:: Supplied records ::
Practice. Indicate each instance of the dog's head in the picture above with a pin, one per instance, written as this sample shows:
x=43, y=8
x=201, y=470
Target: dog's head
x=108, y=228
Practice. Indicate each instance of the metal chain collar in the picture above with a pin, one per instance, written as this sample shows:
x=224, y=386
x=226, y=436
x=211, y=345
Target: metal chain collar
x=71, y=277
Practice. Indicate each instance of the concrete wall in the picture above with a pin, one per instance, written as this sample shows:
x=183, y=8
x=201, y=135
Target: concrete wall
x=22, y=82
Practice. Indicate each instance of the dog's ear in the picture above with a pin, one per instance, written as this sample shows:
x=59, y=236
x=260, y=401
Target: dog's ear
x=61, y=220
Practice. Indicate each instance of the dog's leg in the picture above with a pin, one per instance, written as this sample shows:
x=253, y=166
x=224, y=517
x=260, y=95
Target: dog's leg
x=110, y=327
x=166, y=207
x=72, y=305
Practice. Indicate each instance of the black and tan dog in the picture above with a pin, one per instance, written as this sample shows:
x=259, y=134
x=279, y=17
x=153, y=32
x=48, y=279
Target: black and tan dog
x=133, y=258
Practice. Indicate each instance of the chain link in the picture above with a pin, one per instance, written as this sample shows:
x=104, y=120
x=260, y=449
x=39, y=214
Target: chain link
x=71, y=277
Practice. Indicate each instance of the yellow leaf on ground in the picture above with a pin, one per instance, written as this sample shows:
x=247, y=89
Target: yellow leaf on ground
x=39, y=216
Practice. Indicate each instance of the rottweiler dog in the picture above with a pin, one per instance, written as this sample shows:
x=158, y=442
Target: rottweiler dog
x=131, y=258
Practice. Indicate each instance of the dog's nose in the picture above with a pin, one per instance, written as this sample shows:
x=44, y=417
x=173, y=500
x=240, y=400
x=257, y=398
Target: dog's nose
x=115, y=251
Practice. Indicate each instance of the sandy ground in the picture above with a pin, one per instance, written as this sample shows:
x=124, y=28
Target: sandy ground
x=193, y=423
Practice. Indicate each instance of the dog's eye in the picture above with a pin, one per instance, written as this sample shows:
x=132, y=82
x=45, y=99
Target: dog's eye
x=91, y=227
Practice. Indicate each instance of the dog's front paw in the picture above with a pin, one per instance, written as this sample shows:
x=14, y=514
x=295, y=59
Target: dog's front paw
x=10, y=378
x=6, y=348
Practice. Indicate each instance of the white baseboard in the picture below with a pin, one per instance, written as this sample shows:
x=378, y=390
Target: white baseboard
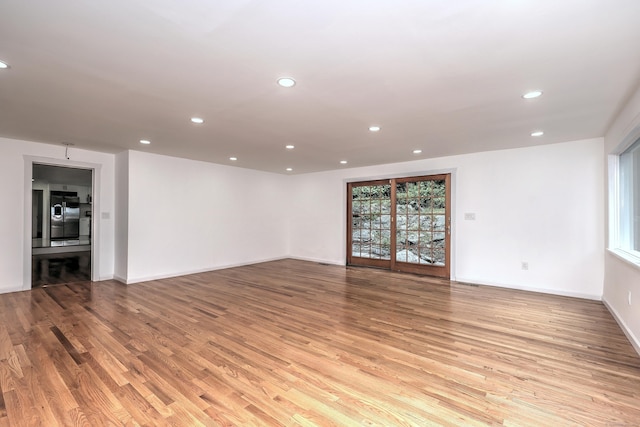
x=187, y=272
x=635, y=342
x=533, y=289
x=320, y=260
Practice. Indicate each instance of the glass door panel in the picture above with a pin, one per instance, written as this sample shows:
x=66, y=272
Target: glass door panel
x=370, y=220
x=402, y=224
x=422, y=226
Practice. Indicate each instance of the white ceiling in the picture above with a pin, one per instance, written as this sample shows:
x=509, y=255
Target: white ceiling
x=443, y=76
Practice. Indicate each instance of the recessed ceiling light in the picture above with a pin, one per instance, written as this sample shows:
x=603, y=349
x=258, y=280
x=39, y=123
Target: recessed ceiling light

:: Activity ::
Return the listing above in an exact copy that leaves out the images.

:: Solution below ::
Practice. Indicate each instance of the dog's head in the picture above with a pin, one per instance, written as this sample shows:
x=43, y=8
x=201, y=470
Target: dog's head
x=108, y=228
Practice. Indicate each instance of the metal chain collar in the picture above with a pin, one per instance, written as this sample shows:
x=224, y=386
x=226, y=436
x=211, y=345
Target: metal chain collar
x=71, y=277
Practice. Indicate each instance of the concrete wall in the picture above with a pin, one per instance, written as this sample shows:
x=183, y=8
x=201, y=135
Target: concrete wall
x=22, y=82
Practice. Indicate each instance of the dog's ear in the picture above with a pin, one per instance, written as this sample shows:
x=59, y=236
x=260, y=401
Target: dog's ear
x=61, y=220
Practice. Indicate each instance of the dog's leg in the picture above with a pin, one per instance, written as this sample shows:
x=253, y=166
x=224, y=517
x=260, y=95
Target: dog's leg
x=110, y=327
x=166, y=207
x=72, y=305
Practice. Indicate each instance of the black and tan dog in the picture above with a pin, one per instance, written as this sample shows:
x=259, y=134
x=279, y=17
x=153, y=32
x=48, y=279
Target: black and tan dog
x=133, y=258
Practice. Indicate each instance of the chain link in the picture above with a pin, one per instance, written as this sample shows:
x=104, y=120
x=260, y=449
x=39, y=214
Target: chain link
x=71, y=277
Practice. Indicate each instance of the yellow leaf on ground in the picture above with a pin, one per instance, written as this sample shows:
x=247, y=89
Target: yellow leaf on ground
x=39, y=216
Practice. Indicate each instance of the rottweiler dog in the picture above with a pin, one per instance, written as this sample shows:
x=158, y=442
Target: rottweiler dog
x=131, y=258
Practice. Indicate each instance of the dog's nose in the picture above with a pin, one per instance, written as this sample shows:
x=44, y=417
x=173, y=500
x=240, y=400
x=257, y=398
Target: dog's nose
x=115, y=251
Practice. Indicate each instance of the sandy ground in the picture above with a pin, one per instance, written as this sample shows:
x=124, y=28
Target: sandy ground
x=193, y=423
Practice. Indicate each instance of the dog's eye in the picture above with a pin, one per instance, written as this sample shows:
x=132, y=82
x=45, y=99
Target: dog's eye
x=91, y=227
Practice. Indicate each instance of the dog's front paw in the picture above with a pin, one per instance, written as this sample shows:
x=14, y=514
x=295, y=59
Target: dog's front paw
x=10, y=378
x=6, y=348
Practice. Indicate each instance of the white baseboard in the picture below with a pin, one per instance, written as this sample shows:
x=378, y=390
Target: white baseboard
x=187, y=272
x=635, y=342
x=533, y=289
x=320, y=260
Practice. Indicate each instance of the glass door panel in the picture above with a pin, one per instance, written as this sample shows:
x=66, y=272
Target: glass door panel
x=370, y=220
x=402, y=224
x=422, y=226
Practice. Indicate each instance of the white ceiling in the picture above with a pin, one per instance, written as this sample shows:
x=509, y=255
Target: white ceiling
x=443, y=76
Practice. Indicate each instance of the recessed ceiling light in the picture above with a pin, one per instance, written as this sample shows:
x=603, y=349
x=258, y=280
x=39, y=123
Target: recessed ceiling light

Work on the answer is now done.